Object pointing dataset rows
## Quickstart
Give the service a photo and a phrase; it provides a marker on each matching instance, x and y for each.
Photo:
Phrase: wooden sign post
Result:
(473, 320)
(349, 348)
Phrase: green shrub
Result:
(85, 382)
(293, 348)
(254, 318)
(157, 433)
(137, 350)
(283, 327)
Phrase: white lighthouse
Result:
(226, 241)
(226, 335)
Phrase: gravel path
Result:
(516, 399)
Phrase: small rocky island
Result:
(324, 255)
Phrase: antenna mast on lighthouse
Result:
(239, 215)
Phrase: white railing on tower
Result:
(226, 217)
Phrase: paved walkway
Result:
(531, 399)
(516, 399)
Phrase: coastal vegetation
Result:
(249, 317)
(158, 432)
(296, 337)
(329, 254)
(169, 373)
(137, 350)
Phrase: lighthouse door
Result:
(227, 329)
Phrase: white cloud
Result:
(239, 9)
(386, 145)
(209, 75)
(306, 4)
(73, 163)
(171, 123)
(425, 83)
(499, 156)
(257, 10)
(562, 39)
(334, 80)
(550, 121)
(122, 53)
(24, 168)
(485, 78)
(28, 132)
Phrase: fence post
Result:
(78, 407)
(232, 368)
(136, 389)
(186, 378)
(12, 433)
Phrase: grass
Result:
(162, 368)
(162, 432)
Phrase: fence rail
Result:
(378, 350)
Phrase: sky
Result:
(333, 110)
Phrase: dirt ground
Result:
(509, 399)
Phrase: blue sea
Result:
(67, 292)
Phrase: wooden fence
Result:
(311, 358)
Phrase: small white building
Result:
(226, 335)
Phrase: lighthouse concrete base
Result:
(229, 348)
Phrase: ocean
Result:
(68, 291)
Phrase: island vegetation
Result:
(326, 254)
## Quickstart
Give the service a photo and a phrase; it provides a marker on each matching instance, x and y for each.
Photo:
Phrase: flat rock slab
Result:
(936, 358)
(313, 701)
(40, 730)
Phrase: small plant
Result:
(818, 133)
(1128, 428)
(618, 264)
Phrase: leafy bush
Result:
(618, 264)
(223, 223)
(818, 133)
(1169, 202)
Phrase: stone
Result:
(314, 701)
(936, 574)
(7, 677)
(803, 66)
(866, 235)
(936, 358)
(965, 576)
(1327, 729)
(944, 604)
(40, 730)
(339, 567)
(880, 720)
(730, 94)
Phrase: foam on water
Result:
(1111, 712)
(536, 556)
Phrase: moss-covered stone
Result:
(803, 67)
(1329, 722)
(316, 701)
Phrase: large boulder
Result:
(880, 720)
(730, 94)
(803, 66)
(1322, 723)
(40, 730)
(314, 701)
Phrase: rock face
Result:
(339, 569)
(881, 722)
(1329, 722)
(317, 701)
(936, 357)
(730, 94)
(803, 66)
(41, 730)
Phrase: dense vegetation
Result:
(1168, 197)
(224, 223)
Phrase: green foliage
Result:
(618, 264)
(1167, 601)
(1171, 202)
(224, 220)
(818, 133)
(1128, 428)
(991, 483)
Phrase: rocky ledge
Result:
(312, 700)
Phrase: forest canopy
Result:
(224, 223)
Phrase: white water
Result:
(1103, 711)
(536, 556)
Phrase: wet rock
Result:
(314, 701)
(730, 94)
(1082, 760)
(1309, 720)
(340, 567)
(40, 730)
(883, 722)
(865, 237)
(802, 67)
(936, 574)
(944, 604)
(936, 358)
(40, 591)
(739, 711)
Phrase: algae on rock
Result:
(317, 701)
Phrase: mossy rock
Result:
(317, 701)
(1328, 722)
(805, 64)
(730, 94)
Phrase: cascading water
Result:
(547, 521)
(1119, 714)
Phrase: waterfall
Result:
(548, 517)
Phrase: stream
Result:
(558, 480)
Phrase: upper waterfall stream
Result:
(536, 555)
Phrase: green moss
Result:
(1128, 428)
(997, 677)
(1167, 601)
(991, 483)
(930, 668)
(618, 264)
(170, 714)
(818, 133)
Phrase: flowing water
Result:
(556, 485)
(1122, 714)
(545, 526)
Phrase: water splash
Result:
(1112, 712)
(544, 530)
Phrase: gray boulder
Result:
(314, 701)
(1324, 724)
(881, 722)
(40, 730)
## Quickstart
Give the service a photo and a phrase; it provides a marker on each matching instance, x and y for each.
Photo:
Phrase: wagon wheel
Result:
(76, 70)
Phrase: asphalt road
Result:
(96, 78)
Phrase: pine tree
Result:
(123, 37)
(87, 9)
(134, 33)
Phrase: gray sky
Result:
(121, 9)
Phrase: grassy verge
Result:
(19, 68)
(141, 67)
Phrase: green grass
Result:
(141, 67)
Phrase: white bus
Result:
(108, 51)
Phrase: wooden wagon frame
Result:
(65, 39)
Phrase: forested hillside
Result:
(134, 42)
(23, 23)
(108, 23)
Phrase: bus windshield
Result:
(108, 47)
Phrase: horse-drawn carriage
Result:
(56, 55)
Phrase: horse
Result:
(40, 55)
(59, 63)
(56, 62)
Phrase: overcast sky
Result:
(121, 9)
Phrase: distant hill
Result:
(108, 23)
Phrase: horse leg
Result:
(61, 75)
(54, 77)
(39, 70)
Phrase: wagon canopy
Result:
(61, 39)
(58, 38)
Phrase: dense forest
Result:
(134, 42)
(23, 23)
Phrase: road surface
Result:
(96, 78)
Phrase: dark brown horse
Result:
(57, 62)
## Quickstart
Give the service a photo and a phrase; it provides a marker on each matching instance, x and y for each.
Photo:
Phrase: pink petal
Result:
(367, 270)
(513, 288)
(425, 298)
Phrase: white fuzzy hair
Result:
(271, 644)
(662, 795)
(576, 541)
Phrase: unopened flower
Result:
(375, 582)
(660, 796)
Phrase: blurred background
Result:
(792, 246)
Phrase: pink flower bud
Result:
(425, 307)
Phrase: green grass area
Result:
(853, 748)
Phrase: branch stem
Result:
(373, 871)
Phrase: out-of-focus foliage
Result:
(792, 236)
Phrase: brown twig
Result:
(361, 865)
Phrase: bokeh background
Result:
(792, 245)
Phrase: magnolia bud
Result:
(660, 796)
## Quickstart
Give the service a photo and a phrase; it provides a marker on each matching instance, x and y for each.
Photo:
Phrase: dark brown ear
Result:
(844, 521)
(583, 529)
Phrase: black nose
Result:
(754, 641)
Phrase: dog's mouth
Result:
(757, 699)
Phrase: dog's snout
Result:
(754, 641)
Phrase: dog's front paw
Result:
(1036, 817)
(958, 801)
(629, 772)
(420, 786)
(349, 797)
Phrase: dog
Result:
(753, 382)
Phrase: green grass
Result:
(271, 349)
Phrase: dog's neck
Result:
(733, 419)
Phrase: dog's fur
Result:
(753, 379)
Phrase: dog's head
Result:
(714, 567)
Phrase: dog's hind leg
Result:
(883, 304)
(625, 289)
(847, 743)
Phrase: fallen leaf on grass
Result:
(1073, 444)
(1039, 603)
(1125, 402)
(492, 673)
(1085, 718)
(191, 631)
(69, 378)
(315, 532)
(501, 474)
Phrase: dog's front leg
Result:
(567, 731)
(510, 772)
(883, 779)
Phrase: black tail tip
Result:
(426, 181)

- **Instructions to follow**:
The records above should be restated word for word, please.

- **Correct result**:
## Quickstart
Give the service a photo and a phrase; it provides a marker on each matching instance, x and y for each.
Photo:
Phrase: wooden sign post
Result:
(473, 320)
(349, 348)
Phrase: green shrub
Result:
(85, 382)
(293, 348)
(254, 318)
(157, 433)
(137, 350)
(283, 327)
Phrase: white lighthouse
Result:
(226, 241)
(226, 335)
Phrase: gravel path
Result:
(516, 399)
Phrase: small rocky island
Result:
(324, 255)
Phrase: antenna mast on lighthouse
Result:
(239, 215)
Phrase: white railing on tower
Result:
(226, 217)
Phrase: paved walkway
Result:
(531, 399)
(516, 399)
Phrase: coastal vegetation
Result:
(249, 317)
(158, 432)
(296, 337)
(329, 254)
(169, 373)
(137, 350)
Phrase: lighthouse door
Result:
(227, 329)
Phrase: white cloud
Result:
(239, 9)
(386, 145)
(209, 75)
(306, 4)
(73, 163)
(171, 123)
(425, 83)
(499, 156)
(257, 10)
(562, 39)
(334, 80)
(550, 121)
(122, 53)
(24, 168)
(485, 78)
(28, 132)
Phrase: fence post
Result:
(78, 407)
(232, 368)
(136, 389)
(186, 378)
(12, 433)
Phrase: grass
Result:
(162, 368)
(162, 432)
Phrase: fence rail
Result:
(378, 350)
Phrase: sky
Result:
(333, 110)
Phrase: dirt ground
Result:
(509, 399)
Phrase: blue sea
Result:
(67, 292)
Phrase: wooden fence
Result:
(311, 358)
Phrase: small white building
Result:
(226, 335)
Phrase: lighthouse concrete base
Result:
(229, 348)
Phrase: ocean
Result:
(68, 291)
Phrase: island vegetation
Result:
(326, 254)
## Quickstart
Give the service a photo and a phrase; it provides a marker on each matching instance, x and y for each.
Photo:
Phrase: flat rock slab
Result:
(936, 358)
(313, 701)
(40, 730)
Phrase: small plant
Result:
(818, 133)
(1128, 428)
(618, 264)
Phrase: leafy bush
Result:
(618, 264)
(223, 223)
(818, 133)
(1169, 202)
Phrase: stone
Result:
(314, 701)
(936, 574)
(7, 677)
(803, 66)
(866, 235)
(936, 358)
(965, 576)
(1327, 729)
(944, 604)
(40, 730)
(339, 567)
(880, 720)
(730, 94)
Phrase: foam on water
Result:
(1111, 712)
(536, 556)
Phrase: moss-covered stone
Result:
(803, 67)
(1329, 722)
(316, 701)
Phrase: large boulder
Result:
(880, 720)
(730, 94)
(803, 66)
(1322, 723)
(40, 730)
(314, 701)
Phrase: rock face
Result:
(339, 569)
(881, 722)
(1329, 722)
(317, 701)
(936, 357)
(730, 94)
(803, 66)
(41, 730)
Phrase: dense vegetation
Result:
(1168, 197)
(224, 223)
Phrase: green foliage
Result:
(618, 264)
(1167, 601)
(1171, 202)
(224, 220)
(818, 133)
(1128, 428)
(991, 483)
Phrase: rocky ledge
Result:
(312, 700)
Phrase: forest canopy
Result:
(224, 223)
Phrase: white water
Result:
(1103, 711)
(536, 556)
Phrase: wet rock
Result:
(314, 701)
(730, 94)
(1082, 760)
(1309, 720)
(340, 567)
(40, 730)
(883, 722)
(865, 237)
(802, 67)
(936, 574)
(944, 604)
(936, 358)
(40, 591)
(739, 711)
Phrase: algae on rock
Result:
(317, 701)
Phrase: mossy rock
Result:
(317, 701)
(1328, 722)
(805, 64)
(730, 94)
Phrase: cascading water
Result:
(547, 521)
(1119, 714)
Phrase: waterfall
Result:
(548, 517)
Phrase: stream
Result:
(558, 480)
Phrase: upper waterfall stream
Result:
(536, 555)
Phrase: green moss
Result:
(1128, 428)
(997, 677)
(1167, 601)
(991, 483)
(930, 668)
(618, 264)
(170, 714)
(818, 133)
Phrase: flowing water
Result:
(556, 485)
(1122, 714)
(545, 526)
Phrase: water splash
Result:
(1112, 712)
(544, 530)
Phrase: gray boulder
Result:
(314, 701)
(1324, 724)
(881, 722)
(40, 730)
## Quickstart
Give the service a photo and a phrase; it provides a marker on each matching instance, x and y for each.
Photo:
Phrase: wagon wheel
Result:
(76, 70)
Phrase: asphalt road
Result:
(96, 78)
Phrase: pine tree
Result:
(123, 37)
(87, 9)
(134, 33)
Phrase: gray sky
Result:
(121, 9)
Phrase: grassy verge
Result:
(19, 68)
(141, 67)
Phrase: green grass
Result:
(141, 67)
Phrase: white bus
Result:
(108, 51)
Phrase: wooden wagon frame
Result:
(65, 39)
Phrase: forested hillside
Result:
(134, 42)
(23, 23)
(108, 23)
Phrase: bus windshield
Result:
(108, 47)
Phrase: horse-drawn carriage
Result:
(56, 55)
Phrase: horse
Result:
(40, 55)
(59, 63)
(56, 62)
Phrase: overcast sky
Result:
(121, 9)
Phrase: distant hill
Result:
(108, 23)
Phrase: horse leg
Result:
(61, 75)
(54, 77)
(39, 70)
Phrase: wagon canopy
Result:
(61, 39)
(58, 38)
Phrase: dense forest
Result:
(134, 42)
(23, 23)
Phrase: road surface
Result:
(96, 78)
Phrase: dark brown horse
Result:
(57, 62)
## Quickstart
Give the service a photo and a phrase; it provides a marker on each matching instance, x and y for each.
Photo:
Phrase: pink petal
Result:
(367, 270)
(513, 288)
(425, 298)
Phrase: white fuzzy hair
Result:
(271, 644)
(662, 795)
(576, 541)
Phrase: unopened flower
Result:
(375, 582)
(660, 796)
Phrase: blurred background
Result:
(792, 246)
Phrase: pink flower bud
Result:
(425, 307)
Phrase: green grass area
Result:
(853, 748)
Phrase: branch stem
Result:
(373, 871)
Phrase: out-of-focus foliage
Result:
(792, 236)
Phrase: brown twig
Result:
(361, 865)
Phrase: bokeh background
Result:
(792, 245)
Phrase: magnolia bud
Result:
(660, 796)
## Quickstart
Give the service a photo and a phrase; it provides a marker on each matching instance, x and y for each.
Photo:
Phrase: dark brown ear
Result:
(844, 521)
(583, 529)
Phrase: black nose
Result:
(754, 641)
Phrase: dog's mouth
Result:
(757, 699)
Phrase: dog's snout
Result:
(754, 641)
Phrase: dog's front paw
Result:
(1036, 817)
(958, 801)
(629, 772)
(420, 786)
(349, 797)
Phrase: dog
Result:
(753, 382)
Phrase: green grass
Result:
(271, 349)
Phrase: dog's neck
Result:
(733, 419)
Phrase: dog's fur
Result:
(753, 379)
Phrase: dog's head
Result:
(714, 567)
Phrase: dog's hind leg
Result:
(883, 304)
(625, 289)
(847, 743)
Phrase: fallen leaf on grass
Result:
(1073, 444)
(1039, 603)
(1125, 402)
(492, 673)
(1085, 718)
(191, 631)
(69, 378)
(315, 532)
(501, 474)
Phrase: dog's front leg
Result:
(567, 731)
(510, 772)
(883, 779)
Phrase: black tail tip
Result:
(426, 181)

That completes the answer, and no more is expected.